RECORDS:

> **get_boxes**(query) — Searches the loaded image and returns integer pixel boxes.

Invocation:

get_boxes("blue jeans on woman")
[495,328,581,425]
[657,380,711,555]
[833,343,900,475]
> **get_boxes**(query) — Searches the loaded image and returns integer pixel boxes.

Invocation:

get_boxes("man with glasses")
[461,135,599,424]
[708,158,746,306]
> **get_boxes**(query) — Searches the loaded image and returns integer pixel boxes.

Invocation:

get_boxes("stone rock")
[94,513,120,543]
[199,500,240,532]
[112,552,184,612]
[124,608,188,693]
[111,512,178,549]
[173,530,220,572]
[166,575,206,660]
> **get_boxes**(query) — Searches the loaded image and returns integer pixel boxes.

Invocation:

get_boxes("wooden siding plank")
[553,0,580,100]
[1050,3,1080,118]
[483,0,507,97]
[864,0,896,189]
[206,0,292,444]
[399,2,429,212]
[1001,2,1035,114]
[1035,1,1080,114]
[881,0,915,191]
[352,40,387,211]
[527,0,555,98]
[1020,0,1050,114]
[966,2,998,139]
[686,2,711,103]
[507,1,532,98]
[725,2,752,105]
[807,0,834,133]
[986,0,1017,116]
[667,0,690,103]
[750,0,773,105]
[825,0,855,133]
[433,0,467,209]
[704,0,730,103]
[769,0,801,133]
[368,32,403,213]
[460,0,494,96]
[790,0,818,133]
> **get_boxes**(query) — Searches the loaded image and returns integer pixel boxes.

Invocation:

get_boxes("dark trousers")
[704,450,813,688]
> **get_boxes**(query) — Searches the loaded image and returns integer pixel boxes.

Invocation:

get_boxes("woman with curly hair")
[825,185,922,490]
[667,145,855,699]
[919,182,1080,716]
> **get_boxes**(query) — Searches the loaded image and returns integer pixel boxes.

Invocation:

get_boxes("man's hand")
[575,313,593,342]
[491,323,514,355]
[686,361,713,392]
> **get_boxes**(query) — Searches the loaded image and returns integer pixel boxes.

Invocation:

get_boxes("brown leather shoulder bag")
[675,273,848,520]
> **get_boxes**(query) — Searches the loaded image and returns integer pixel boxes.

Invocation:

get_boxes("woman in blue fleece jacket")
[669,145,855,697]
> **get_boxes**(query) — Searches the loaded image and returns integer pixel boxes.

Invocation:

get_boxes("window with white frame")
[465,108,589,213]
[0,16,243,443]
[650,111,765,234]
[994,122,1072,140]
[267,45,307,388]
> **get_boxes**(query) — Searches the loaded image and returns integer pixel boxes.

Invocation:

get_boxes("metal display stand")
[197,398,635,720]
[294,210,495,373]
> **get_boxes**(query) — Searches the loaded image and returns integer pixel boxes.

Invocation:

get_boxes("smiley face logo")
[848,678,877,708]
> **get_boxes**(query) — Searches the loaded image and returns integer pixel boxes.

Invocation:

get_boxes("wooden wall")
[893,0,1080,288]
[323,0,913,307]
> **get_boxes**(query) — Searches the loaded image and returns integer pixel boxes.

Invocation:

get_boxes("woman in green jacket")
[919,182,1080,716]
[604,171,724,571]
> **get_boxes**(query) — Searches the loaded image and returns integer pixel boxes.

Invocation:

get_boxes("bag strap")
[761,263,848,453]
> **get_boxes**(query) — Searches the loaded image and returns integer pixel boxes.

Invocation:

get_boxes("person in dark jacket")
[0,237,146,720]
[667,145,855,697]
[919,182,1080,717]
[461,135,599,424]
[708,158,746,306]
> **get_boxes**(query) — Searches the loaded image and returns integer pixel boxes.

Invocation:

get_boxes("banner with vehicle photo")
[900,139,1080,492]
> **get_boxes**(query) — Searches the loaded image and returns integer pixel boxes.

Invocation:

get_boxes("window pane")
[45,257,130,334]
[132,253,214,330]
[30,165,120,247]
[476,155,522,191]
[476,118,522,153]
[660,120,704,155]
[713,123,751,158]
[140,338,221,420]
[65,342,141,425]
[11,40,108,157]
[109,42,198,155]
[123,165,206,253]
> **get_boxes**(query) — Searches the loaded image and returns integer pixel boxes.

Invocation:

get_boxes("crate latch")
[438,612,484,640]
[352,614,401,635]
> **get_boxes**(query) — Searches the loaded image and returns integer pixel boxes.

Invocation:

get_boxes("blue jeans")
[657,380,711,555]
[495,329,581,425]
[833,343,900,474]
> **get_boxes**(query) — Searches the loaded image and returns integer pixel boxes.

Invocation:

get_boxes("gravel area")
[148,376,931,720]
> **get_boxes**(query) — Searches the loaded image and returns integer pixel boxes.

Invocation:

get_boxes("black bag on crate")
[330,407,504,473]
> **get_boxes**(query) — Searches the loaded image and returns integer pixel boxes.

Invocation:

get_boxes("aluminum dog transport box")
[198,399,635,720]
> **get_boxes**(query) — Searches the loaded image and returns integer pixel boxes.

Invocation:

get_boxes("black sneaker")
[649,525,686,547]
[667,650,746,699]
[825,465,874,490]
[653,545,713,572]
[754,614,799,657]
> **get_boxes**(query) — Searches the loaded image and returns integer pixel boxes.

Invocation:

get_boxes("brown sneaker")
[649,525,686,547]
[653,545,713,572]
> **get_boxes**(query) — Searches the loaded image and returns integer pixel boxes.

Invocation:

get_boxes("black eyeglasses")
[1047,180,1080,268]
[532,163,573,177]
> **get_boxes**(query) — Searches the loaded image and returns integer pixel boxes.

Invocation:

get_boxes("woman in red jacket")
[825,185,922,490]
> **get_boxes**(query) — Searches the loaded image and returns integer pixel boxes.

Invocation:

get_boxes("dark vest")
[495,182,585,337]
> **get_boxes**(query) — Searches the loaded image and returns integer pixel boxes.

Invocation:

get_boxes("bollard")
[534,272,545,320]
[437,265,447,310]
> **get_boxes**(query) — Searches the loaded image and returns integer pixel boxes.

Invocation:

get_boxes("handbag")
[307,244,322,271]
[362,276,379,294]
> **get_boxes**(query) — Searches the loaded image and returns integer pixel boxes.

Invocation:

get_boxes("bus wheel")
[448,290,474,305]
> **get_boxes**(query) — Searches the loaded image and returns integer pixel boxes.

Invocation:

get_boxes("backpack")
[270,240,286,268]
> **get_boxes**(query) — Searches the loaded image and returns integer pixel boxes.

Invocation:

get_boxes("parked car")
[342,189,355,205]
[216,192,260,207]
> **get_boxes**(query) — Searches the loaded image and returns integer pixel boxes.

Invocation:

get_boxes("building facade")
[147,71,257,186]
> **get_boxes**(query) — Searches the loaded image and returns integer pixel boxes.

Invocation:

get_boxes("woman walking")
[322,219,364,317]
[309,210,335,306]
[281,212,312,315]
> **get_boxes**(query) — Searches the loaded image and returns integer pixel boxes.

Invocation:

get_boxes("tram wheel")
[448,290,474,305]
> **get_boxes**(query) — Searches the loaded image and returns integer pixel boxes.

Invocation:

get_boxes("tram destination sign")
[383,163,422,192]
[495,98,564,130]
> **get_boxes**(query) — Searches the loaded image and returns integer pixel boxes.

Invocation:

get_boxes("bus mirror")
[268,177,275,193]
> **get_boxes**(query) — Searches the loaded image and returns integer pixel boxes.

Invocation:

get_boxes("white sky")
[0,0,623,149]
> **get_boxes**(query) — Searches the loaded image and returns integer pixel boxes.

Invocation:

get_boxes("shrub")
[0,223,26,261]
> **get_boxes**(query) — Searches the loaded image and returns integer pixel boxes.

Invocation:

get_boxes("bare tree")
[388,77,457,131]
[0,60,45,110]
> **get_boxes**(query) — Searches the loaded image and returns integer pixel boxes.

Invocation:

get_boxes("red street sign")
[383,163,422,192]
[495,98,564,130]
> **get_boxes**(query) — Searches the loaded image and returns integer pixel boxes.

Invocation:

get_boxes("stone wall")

TASK PROMPT: Write all of the records out again exactly.

IN RESPONSE:
> **get_boxes**(query) — Searches the loaded image and returns integer pixel boxes.

Invocation:

get_boxes("blue jeans on woman")
[495,328,581,425]
[657,380,711,555]
[833,343,900,475]
> **get_boxes**(query) — Searches the loaded image and returns integer pixel boxes.

Invocation:

get_boxes("man with glasses")
[461,135,599,424]
[708,158,746,306]
> **get_boxes**(query) — Searches the loaded image and returns integer pixel boxes.

Invocation:

get_boxes("stone rock")
[94,513,120,543]
[199,500,240,532]
[112,552,184,612]
[124,608,188,693]
[111,512,178,549]
[173,530,220,572]
[166,575,206,660]
> **get_boxes**(query) — Searches the loaded image and returns integer pixel boxes.

Invocation:

get_boxes("wooden siding plank")
[553,0,580,100]
[1050,3,1080,118]
[483,0,507,97]
[864,0,896,189]
[206,0,292,444]
[399,2,429,212]
[1001,2,1035,114]
[1035,1,1080,114]
[881,0,915,191]
[352,40,387,211]
[527,0,555,98]
[1020,0,1050,114]
[966,2,998,139]
[686,2,711,103]
[507,1,532,98]
[725,2,752,105]
[807,0,834,133]
[986,0,1017,116]
[667,0,690,103]
[750,0,773,105]
[825,0,855,133]
[433,0,467,209]
[704,0,730,103]
[769,0,801,133]
[368,32,403,213]
[460,0,494,96]
[790,0,818,133]
> **get_boxes**(query) — Searches the loaded image and returns integer pixel boxes.

Invocation:

get_boxes("dark trousers")
[704,450,813,688]
> **get_boxes**(query) — Searches the loaded image and returns integer pixel boxes.

Invocation:

get_boxes("woman with curly hair")
[825,185,922,490]
[667,145,855,699]
[919,182,1080,716]
> **get_boxes**(query) — Searches the loaded image and returns integer pixel boxes.

Invocation:

get_boxes("man's hand")
[575,313,593,342]
[491,323,514,355]
[686,361,713,392]
> **get_boxes**(query) — Searches the loaded image and returns integer pixel boxes.

Invocation:

get_boxes("brown leather shoulder bag")
[675,273,848,520]
> **get_boxes**(query) — Searches the loaded image and returns integer pixel boxes.

Invocation:

get_boxes("woman in blue fleece jacket")
[669,145,855,697]
> **get_boxes**(query) — Searches the loaded image and returns integer pixel boxes.

Invocation:

get_boxes("window with white frame")
[465,108,589,213]
[0,16,243,443]
[650,111,765,234]
[994,122,1072,140]
[267,45,307,388]
> **get_boxes**(query) — Searches the loaded image and returns integer pixel boxes.

Invocation:

get_boxes("metal display stand")
[197,398,635,720]
[294,210,495,373]
> **get_boxes**(query) — Searches the loaded image and returns integer pixel boxes.

Invocation:

get_boxes("smiley face logo")
[848,678,877,708]
> **get_boxes**(query) — Searches the loaded image and returns integer pixel boxes.

Invocation:

get_boxes("wooden wall")
[893,0,1080,288]
[323,0,913,307]
> **get_boxes**(query) — Searches the loaded image and returns integer pixel boxes.

Invocation:

get_boxes("woman in green jacket")
[919,182,1080,716]
[604,171,724,571]
> **get_boxes**(query) — Searches the loaded image and returns integer pixel boxes.

Invocation:

get_boxes("bag strap")
[761,263,848,453]
> **get_boxes**(query) — Searches the loaded image and returns integer pixel boxes.

Invocation:

get_boxes("person in dark jacket")
[0,237,146,720]
[667,145,855,697]
[919,182,1080,717]
[461,135,599,424]
[708,158,746,306]
> **get_boxes**(query) — Searches the loaded image and returns integer pixel boxes.

Invocation:

get_boxes("banner with vehicle photo")
[900,139,1080,492]
> **get_boxes**(query) — Searches the loaded image and returns integer pixel boxes.

Invocation:

get_boxes("window pane")
[45,257,130,334]
[132,253,214,330]
[30,165,120,247]
[476,155,522,191]
[476,118,522,153]
[660,120,704,155]
[713,123,751,158]
[140,338,221,420]
[65,342,141,425]
[11,40,108,157]
[109,42,198,155]
[123,165,206,253]
> **get_boxes**(query) — Searches the loaded image and returns integer pixel boxes.

Invocation:

get_boxes("crate latch")
[438,612,484,640]
[352,614,401,635]
> **get_boxes**(query) — Searches the loaded image and returns integer pixel boxes.

Invocation:

get_boxes("blue jeans")
[657,380,711,555]
[495,329,581,425]
[833,343,900,474]
> **get_boxes**(query) — Searches the loaded image and returns integer pixel boxes.

Invocation:

get_boxes("gravel area")
[148,376,931,720]
> **get_boxes**(query) — Searches the loaded image and returns integer pixel boxes.

Invocation:

get_boxes("black bag on crate")
[330,407,504,473]
> **get_boxes**(query) — Searches the loaded image and returns integer pixel boxes.

Invocation:

get_boxes("aluminum dog transport box")
[198,399,635,720]
> **get_boxes**(query) — Searches the loaded image and returns integer pixel boxes.

Invocation:

get_boxes("black sneaker")
[649,525,686,547]
[667,650,746,699]
[825,465,874,490]
[653,545,713,572]
[754,614,799,657]
> **get_boxes**(query) — Searches the loaded image and returns integer pixel boxes.

Invocation:

get_boxes("brown sneaker")
[649,525,686,547]
[653,545,713,572]
> **get_boxes**(query) — Searches the loaded image and returns integer pixel boxes.

Invocation:

get_boxes("black eyeglasses")
[1047,180,1080,268]
[532,163,573,177]
> **get_boxes**(query) — Searches the loaded image and returns integer pixel boxes.

Invocation:

get_boxes("woman in red jacket")
[825,185,922,490]
> **get_boxes**(query) — Searches the loaded image and returns integer pixel boxes.

Invocation:

get_boxes("dark vest")
[495,182,585,337]
> **get_boxes**(query) — Searches the loaded image and returns integer pixel boxes.

Invocation:

get_boxes("bollard")
[534,272,545,320]
[437,265,447,310]
> **get_boxes**(query) — Searches the loaded image and returns integer pixel boxes.

Invocation:

get_boxes("handbag")
[307,244,322,271]
[362,276,379,294]
> **get_boxes**(query) — Searches the loaded image and returns integer pixel boxes.

Invocation:

get_boxes("bus wheel")
[448,290,474,305]
> **get_boxes**(query) — Searches the loaded image and returns integer pixel boxes.

Invocation:

get_boxes("backpack")
[270,240,286,268]
> **get_boxes**(query) — Searches the loaded image and returns integer pixel boxes.

Invocation:

get_boxes("parked car")
[342,189,355,205]
[216,192,260,207]
> **get_boxes**(query) — Searches the loaded image and returns integer pixel boxes.

Invocation:

get_boxes("building facade")
[147,71,257,186]
> **get_boxes**(query) — Searches the loaded image and returns integer pixel boxes.

Invocation:

get_boxes("woman walking")
[322,219,364,317]
[309,210,335,306]
[281,212,312,315]
> **get_boxes**(query) — Searches the loaded image and returns integer pixel boxes.

Invocation:

get_boxes("tram wheel")
[448,290,474,305]
> **get_boxes**(query) — Searches the loaded image and returns integer pixel boxes.

Invocation:

get_boxes("tram destination sign")
[383,163,422,192]
[495,98,564,130]
> **get_boxes**(query) — Searches the loaded image and returns integer pixel boxes.

Invocation:

get_boxes("bus mirror")
[268,177,275,193]
> **get_boxes**(query) — Searches the loaded image and returns integer pixel boxes.

Invocation:

get_boxes("white sky")
[0,0,623,149]
> **get_boxes**(query) — Searches the loaded image and returns integer pixel boxes.

Invocation:

get_boxes("shrub")
[0,223,26,261]
> **get_boxes**(query) — Searches the loaded image and returns integer pixel boxes.

Invocation:

get_boxes("bare tree")
[388,77,457,131]
[0,60,45,110]
> **get_boxes**(query) — Searches the loaded image and returns integer pixel boxes.

Invocation:

get_boxes("red street sign")
[383,163,422,192]
[495,98,564,130]
> **get_boxes**(query) — Searches the loaded image and returns integer pixel boxes.

Invocation:

get_boxes("stone wall")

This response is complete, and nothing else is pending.